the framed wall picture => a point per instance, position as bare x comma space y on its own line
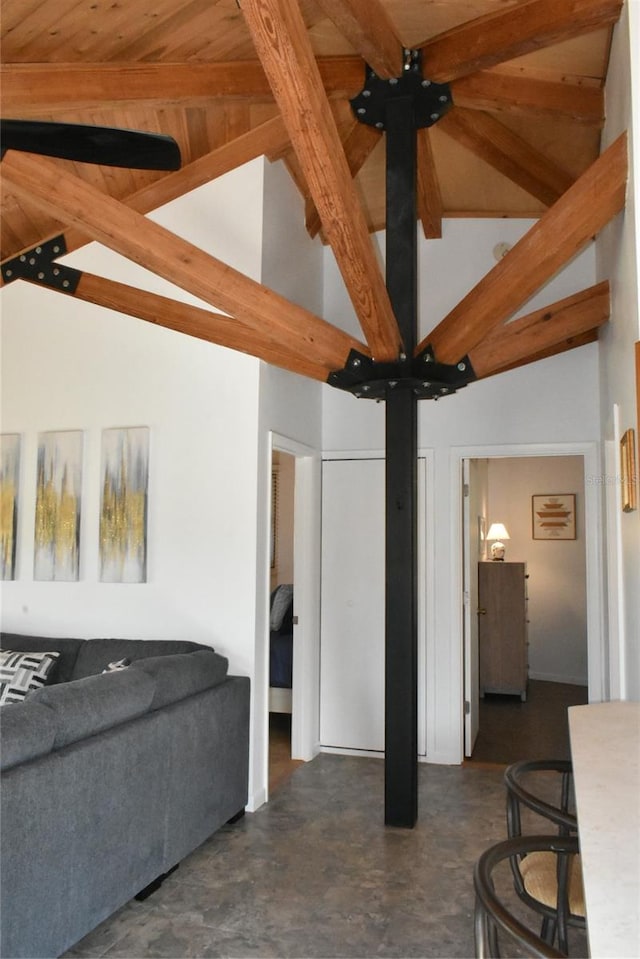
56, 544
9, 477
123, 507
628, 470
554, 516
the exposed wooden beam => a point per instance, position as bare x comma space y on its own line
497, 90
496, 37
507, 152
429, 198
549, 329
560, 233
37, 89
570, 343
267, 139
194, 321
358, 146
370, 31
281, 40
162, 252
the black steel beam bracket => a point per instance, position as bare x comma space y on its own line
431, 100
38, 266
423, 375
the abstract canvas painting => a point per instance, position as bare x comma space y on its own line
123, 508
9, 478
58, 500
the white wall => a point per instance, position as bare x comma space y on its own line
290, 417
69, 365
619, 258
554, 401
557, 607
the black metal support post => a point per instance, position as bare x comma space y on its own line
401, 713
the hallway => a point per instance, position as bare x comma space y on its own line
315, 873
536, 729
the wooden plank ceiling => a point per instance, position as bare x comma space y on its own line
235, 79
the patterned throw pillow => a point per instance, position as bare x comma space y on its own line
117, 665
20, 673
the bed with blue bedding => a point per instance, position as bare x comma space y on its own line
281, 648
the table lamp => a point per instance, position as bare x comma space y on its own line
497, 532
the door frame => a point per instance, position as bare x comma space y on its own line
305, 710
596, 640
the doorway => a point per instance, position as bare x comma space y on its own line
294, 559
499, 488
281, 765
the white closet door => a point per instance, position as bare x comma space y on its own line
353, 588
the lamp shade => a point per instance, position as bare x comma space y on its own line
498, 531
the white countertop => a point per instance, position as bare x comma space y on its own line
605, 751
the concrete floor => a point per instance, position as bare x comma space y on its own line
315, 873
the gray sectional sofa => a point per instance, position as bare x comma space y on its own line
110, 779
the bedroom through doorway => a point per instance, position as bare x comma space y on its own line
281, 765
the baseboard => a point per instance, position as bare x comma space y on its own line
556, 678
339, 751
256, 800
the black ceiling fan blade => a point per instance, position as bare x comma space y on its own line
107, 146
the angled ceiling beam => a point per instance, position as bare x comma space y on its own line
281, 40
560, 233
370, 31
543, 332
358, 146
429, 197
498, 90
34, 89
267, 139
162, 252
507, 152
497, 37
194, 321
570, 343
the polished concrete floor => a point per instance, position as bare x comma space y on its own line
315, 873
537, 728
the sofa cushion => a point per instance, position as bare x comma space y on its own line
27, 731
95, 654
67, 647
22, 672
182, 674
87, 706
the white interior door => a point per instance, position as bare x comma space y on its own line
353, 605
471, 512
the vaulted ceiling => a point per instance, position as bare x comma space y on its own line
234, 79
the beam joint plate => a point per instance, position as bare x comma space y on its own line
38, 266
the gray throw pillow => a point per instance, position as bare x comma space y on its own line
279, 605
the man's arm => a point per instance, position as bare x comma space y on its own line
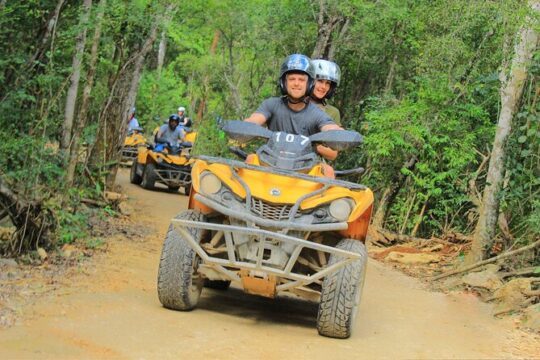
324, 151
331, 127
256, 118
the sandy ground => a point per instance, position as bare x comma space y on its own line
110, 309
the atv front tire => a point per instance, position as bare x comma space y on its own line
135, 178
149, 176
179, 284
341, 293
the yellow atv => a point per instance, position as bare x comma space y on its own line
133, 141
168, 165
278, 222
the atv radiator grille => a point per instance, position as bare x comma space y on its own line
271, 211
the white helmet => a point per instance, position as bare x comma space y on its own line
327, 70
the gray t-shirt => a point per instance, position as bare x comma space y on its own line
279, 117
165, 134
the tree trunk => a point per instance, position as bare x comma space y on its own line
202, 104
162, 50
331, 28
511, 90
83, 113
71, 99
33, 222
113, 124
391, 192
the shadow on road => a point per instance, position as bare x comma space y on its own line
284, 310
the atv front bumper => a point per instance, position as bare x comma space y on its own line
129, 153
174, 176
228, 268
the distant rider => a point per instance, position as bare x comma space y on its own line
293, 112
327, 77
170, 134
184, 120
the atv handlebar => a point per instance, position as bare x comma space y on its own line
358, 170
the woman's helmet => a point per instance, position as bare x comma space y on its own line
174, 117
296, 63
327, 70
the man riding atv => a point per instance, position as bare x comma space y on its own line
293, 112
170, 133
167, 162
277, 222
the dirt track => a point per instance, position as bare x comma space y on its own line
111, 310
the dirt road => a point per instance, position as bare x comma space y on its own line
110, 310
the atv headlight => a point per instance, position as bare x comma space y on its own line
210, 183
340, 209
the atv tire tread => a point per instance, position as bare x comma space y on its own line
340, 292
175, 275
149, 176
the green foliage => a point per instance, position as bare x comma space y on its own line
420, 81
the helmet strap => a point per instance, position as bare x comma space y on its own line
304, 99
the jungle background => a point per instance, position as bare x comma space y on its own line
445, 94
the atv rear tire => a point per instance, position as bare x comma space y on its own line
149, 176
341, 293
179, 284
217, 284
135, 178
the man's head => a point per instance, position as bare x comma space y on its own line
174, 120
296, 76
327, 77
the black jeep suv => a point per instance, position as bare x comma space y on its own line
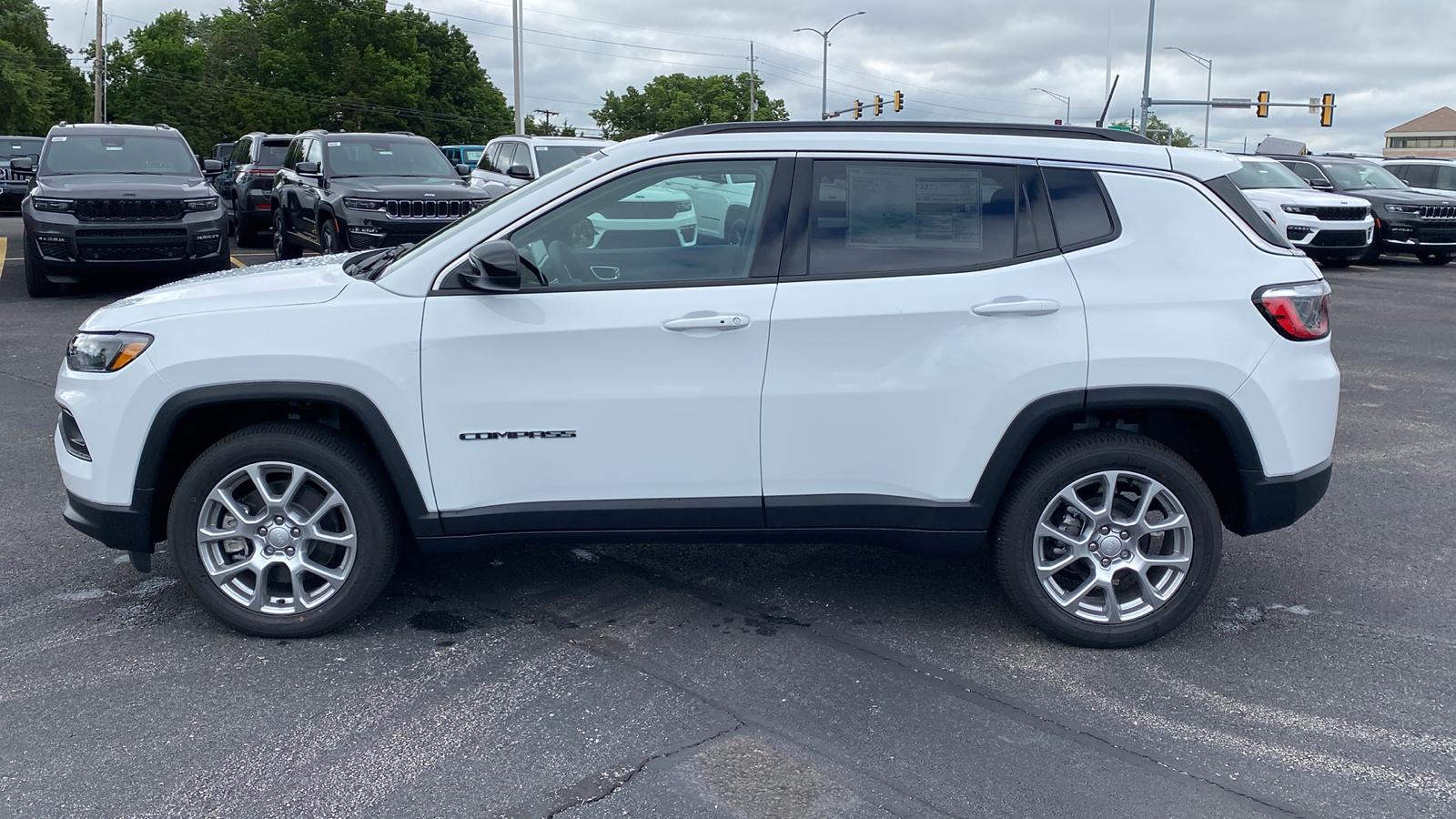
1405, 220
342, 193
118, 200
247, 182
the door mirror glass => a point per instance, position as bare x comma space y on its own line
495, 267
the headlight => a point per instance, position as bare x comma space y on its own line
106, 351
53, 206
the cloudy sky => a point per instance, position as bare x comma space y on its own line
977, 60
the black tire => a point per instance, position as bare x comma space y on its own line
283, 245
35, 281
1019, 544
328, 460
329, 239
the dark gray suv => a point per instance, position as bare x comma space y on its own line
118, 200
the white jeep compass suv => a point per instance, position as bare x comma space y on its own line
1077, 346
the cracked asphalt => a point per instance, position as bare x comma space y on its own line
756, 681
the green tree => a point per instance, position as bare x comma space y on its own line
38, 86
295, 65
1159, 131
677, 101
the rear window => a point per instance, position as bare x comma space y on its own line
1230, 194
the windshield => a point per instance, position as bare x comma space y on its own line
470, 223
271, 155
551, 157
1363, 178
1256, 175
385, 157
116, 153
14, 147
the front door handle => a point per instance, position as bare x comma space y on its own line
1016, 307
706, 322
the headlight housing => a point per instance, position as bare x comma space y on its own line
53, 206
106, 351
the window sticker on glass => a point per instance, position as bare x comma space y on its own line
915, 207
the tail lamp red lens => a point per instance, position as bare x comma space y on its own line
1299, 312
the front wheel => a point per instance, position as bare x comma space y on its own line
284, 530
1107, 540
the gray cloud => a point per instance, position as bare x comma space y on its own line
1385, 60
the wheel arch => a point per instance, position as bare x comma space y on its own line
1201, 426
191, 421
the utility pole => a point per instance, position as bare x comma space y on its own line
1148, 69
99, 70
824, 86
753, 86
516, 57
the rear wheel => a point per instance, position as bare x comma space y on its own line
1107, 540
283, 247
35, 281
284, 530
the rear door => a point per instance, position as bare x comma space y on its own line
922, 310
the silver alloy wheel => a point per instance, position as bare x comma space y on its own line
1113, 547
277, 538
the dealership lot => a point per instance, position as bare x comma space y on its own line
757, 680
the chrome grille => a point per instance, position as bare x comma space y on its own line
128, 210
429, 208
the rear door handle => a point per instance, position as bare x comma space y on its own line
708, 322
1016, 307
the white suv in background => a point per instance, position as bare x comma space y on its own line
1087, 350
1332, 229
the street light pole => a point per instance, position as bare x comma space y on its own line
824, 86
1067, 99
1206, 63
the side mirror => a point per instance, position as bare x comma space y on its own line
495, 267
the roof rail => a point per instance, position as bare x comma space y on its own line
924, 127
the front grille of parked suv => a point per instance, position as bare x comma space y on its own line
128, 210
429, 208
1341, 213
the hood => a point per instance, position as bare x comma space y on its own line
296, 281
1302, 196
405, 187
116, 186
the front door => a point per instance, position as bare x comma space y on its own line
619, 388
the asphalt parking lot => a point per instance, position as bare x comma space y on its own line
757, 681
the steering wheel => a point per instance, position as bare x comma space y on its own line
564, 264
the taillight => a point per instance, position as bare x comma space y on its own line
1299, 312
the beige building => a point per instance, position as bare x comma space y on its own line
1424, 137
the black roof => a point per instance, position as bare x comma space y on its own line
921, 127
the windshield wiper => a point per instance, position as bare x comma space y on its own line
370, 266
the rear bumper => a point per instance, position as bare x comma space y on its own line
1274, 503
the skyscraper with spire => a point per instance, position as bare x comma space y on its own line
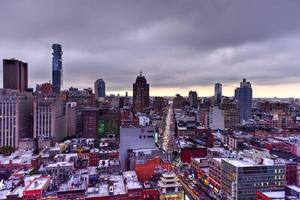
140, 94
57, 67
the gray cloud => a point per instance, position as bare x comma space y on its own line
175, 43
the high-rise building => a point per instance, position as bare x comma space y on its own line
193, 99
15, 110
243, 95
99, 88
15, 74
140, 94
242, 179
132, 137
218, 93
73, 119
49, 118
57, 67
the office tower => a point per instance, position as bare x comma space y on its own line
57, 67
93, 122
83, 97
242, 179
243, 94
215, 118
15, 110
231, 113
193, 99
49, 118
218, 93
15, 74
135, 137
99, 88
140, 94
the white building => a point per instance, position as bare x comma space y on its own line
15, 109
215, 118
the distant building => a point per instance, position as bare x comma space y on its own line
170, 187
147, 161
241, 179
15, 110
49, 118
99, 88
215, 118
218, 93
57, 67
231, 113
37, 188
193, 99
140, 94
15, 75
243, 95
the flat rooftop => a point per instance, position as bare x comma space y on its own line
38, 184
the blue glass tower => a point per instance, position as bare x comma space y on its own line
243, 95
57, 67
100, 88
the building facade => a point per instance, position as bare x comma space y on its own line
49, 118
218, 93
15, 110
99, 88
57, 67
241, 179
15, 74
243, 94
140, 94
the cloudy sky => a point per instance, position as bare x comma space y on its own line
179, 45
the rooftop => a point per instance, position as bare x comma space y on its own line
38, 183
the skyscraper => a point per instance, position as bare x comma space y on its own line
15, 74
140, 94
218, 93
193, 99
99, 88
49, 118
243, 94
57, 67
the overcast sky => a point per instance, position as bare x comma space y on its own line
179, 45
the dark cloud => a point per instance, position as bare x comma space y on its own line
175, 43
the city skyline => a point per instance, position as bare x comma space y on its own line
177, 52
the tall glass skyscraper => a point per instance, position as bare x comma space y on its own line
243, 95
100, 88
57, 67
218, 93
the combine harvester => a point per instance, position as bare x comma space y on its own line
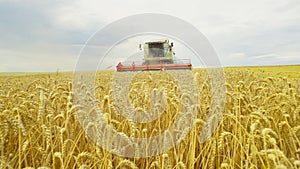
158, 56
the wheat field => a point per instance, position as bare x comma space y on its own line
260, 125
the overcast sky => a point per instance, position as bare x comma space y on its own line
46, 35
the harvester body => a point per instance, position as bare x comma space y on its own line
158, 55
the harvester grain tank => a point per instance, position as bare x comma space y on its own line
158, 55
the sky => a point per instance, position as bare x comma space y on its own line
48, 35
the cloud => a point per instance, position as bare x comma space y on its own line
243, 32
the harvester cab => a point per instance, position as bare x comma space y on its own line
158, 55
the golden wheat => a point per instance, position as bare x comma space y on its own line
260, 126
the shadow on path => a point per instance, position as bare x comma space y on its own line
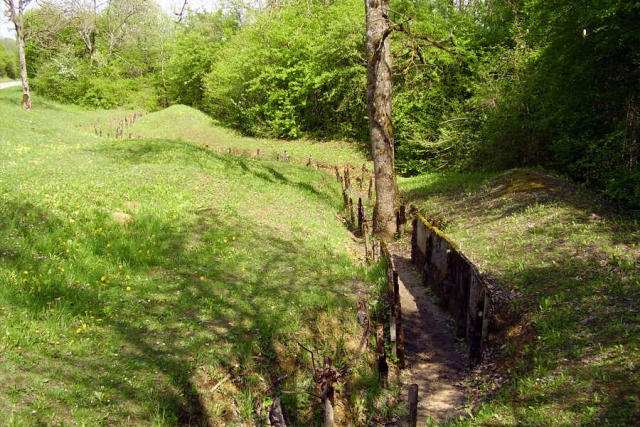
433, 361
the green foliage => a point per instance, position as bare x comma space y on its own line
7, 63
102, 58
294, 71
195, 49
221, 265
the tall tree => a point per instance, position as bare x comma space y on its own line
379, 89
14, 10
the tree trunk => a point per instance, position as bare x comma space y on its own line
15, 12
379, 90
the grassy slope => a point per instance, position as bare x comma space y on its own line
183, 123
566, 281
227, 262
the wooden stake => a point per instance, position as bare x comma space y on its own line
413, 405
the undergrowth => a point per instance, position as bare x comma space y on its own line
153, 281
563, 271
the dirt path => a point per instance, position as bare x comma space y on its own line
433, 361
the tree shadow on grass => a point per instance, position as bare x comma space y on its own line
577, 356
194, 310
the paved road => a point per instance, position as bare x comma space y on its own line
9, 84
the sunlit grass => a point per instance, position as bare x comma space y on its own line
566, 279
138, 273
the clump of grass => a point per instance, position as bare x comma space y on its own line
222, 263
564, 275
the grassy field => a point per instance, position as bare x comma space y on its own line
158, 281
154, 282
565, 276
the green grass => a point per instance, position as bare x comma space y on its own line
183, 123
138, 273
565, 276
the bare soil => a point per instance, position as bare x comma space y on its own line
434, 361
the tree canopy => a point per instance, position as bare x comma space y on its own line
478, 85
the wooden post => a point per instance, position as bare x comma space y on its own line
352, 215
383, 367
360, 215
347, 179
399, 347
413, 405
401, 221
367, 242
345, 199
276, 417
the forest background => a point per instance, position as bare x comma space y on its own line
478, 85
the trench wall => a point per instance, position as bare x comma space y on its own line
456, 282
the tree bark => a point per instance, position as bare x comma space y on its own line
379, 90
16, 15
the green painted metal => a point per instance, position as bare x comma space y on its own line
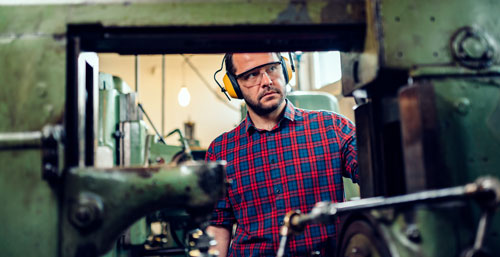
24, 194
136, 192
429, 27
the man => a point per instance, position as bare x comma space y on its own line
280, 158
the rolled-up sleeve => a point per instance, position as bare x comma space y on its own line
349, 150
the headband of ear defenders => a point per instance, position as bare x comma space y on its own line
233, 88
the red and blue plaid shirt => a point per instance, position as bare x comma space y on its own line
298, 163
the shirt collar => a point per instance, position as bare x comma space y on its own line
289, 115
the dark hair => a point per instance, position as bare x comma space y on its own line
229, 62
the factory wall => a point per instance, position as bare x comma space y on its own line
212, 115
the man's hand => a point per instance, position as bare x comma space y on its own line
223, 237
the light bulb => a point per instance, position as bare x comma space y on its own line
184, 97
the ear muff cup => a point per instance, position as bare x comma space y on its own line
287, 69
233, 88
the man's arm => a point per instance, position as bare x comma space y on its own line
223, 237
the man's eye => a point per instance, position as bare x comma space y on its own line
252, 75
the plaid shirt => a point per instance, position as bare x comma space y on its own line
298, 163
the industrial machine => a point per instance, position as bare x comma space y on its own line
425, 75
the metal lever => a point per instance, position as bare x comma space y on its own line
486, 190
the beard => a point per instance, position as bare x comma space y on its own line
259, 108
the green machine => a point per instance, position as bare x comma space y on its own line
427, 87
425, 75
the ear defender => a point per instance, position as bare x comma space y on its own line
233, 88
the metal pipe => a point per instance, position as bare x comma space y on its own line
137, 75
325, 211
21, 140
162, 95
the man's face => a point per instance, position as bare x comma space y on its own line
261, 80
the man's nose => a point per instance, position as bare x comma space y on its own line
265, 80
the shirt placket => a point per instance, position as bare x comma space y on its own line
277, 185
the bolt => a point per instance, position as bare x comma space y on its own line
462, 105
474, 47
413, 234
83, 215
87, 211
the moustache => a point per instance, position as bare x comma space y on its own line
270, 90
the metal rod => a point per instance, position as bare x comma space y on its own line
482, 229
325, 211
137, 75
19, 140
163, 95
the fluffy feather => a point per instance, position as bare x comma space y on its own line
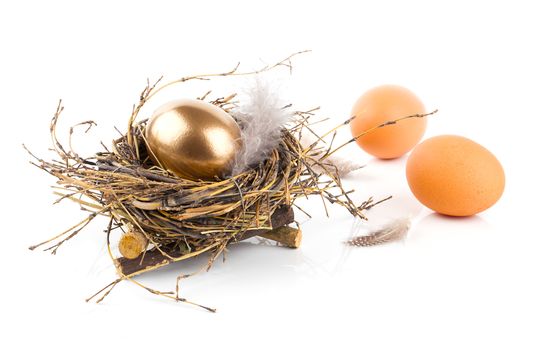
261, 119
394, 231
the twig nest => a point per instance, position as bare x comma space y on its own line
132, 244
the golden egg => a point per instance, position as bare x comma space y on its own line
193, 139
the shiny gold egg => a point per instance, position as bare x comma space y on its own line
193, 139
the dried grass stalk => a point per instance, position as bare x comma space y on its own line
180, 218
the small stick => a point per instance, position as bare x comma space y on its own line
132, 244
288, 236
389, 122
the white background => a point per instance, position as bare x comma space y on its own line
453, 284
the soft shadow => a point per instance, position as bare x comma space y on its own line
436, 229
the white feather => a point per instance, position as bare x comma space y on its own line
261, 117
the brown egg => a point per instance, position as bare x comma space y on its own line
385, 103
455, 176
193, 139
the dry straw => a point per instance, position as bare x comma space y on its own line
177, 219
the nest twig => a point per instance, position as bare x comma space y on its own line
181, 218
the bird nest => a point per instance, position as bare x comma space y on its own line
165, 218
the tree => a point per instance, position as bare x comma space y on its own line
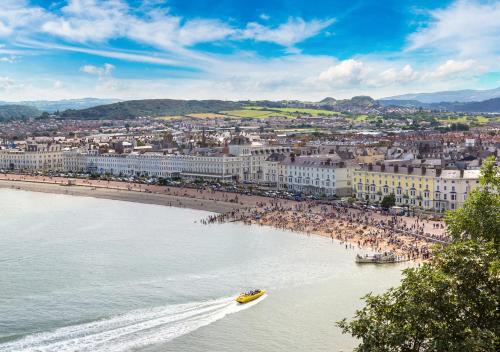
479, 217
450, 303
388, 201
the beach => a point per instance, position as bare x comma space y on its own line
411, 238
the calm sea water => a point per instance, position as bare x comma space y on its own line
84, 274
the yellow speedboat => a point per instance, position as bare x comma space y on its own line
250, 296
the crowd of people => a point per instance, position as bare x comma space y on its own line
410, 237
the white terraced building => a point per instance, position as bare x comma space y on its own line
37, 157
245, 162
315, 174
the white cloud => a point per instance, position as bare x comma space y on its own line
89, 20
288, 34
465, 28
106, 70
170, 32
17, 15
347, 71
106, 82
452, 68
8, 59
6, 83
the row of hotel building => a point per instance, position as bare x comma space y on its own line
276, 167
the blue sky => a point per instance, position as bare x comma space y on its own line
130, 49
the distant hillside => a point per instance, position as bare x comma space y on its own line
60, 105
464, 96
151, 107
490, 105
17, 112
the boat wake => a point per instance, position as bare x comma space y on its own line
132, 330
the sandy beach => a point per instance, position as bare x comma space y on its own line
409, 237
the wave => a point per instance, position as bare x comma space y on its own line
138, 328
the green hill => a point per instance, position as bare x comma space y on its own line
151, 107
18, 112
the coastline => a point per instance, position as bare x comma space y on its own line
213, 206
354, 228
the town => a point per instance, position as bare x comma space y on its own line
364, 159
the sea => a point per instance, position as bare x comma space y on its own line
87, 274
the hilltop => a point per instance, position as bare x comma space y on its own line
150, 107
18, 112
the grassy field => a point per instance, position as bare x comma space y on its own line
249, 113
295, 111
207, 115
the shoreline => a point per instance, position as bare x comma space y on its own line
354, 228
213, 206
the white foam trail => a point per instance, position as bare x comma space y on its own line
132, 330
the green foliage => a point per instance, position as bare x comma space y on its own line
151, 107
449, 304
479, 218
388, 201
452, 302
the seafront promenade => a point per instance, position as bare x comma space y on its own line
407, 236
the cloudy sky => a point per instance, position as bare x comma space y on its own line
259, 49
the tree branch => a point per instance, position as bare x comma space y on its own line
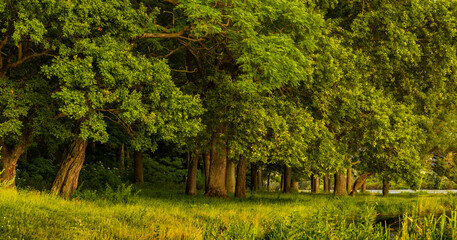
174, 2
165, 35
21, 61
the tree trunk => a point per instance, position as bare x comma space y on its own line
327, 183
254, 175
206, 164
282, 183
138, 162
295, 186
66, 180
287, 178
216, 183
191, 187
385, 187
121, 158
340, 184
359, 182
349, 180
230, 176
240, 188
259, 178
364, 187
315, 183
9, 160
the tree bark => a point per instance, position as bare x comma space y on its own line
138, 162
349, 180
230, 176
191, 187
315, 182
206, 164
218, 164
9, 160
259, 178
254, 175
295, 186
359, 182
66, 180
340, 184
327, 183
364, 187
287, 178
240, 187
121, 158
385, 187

####################

[What the task asks]:
Take the records above from the line with "the town =>" down to their last line and please copy those lines exactly, without the pictures.

[Output of the exercise]:
the town => a point per instance, position as bare x comma space y on its own line
364, 159
the sea => a point per instance, position as bare x comma space y on its own line
87, 274
the hilltop => a point per instance, position as bare x comma space y on its own line
150, 107
18, 112
the grassy field => a point per instance, position as bare x comma space y on its own line
249, 113
295, 111
207, 115
the shoreline => a point per instance, position as bare x comma space y on its own line
354, 228
213, 206
the white foam trail => a point per instance, position as bare x comma space y on its own line
132, 330
the green foliage => a point per instance, position as bare x comma space y on its own line
151, 107
449, 304
479, 218
388, 201
452, 302
the seafront promenade => a point per instance, position as bare x comma space y on its own line
407, 236
the cloudy sky => a point per instance, position as bare x comma space y on its own line
259, 49
the tree branch => a point per instance, position as bare x comma space y on its own line
174, 2
165, 35
21, 61
the tree trunk => a point per instance, position as bare x comma space y on its own line
327, 183
254, 175
206, 164
282, 183
138, 162
295, 186
66, 180
287, 178
216, 183
191, 187
385, 187
121, 158
340, 184
359, 182
349, 180
230, 176
240, 188
259, 178
364, 187
315, 183
9, 160
the tree bark => a point per instance, position as bare x comma space y on its own line
138, 162
349, 180
230, 176
191, 187
315, 182
206, 164
218, 164
9, 160
259, 178
254, 175
295, 186
359, 182
66, 180
340, 184
327, 183
364, 187
287, 178
240, 187
121, 158
385, 187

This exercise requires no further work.